THE PROBLEM
Transcribe each of the items below line for line, keeping every character unchanged. Leave the pictures out of your copy.

Pointing dataset excerpts
>>

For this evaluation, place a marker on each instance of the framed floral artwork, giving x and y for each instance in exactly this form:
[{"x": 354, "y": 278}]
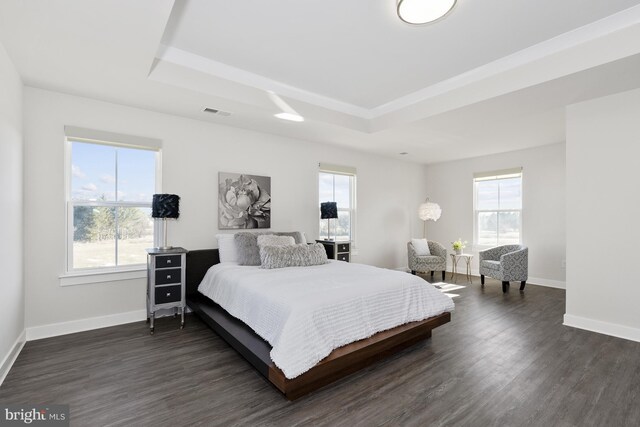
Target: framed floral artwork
[{"x": 244, "y": 201}]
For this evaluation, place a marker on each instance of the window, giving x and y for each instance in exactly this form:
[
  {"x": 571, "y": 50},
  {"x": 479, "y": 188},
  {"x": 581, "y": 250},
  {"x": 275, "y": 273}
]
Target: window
[
  {"x": 498, "y": 207},
  {"x": 110, "y": 188},
  {"x": 337, "y": 184}
]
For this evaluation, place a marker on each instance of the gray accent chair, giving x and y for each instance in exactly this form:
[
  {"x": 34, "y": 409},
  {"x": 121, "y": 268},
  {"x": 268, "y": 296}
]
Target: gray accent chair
[
  {"x": 437, "y": 261},
  {"x": 505, "y": 263}
]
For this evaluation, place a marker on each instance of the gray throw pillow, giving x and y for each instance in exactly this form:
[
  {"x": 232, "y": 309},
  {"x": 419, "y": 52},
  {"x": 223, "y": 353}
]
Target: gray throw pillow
[
  {"x": 247, "y": 248},
  {"x": 301, "y": 255}
]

<<

EXERCISE OUTPUT
For this evaluation, place a marker on each instance of the framed floral artwork, giving x and y for each instance in exactly this form:
[{"x": 354, "y": 278}]
Target: framed floral artwork
[{"x": 244, "y": 201}]
For this evaluation, place a marker on each instance of the window, giving x and y for each instance in exactly this form:
[
  {"x": 571, "y": 50},
  {"x": 479, "y": 188},
  {"x": 581, "y": 250},
  {"x": 275, "y": 273}
]
Target: window
[
  {"x": 498, "y": 207},
  {"x": 110, "y": 188},
  {"x": 337, "y": 184}
]
For this evaluation, place a marker on each instance of the gray accent chair, giving x and y for each instance in exactly this form:
[
  {"x": 34, "y": 409},
  {"x": 121, "y": 268},
  {"x": 268, "y": 296}
]
Target: gray accent chair
[
  {"x": 437, "y": 261},
  {"x": 505, "y": 263}
]
For this evaluation, place a marker on each instance of the gray throw pillow, giving x and y for each instance in exactly this form:
[
  {"x": 232, "y": 309},
  {"x": 419, "y": 52},
  {"x": 223, "y": 353}
]
Target: gray throw pillow
[
  {"x": 247, "y": 248},
  {"x": 301, "y": 255}
]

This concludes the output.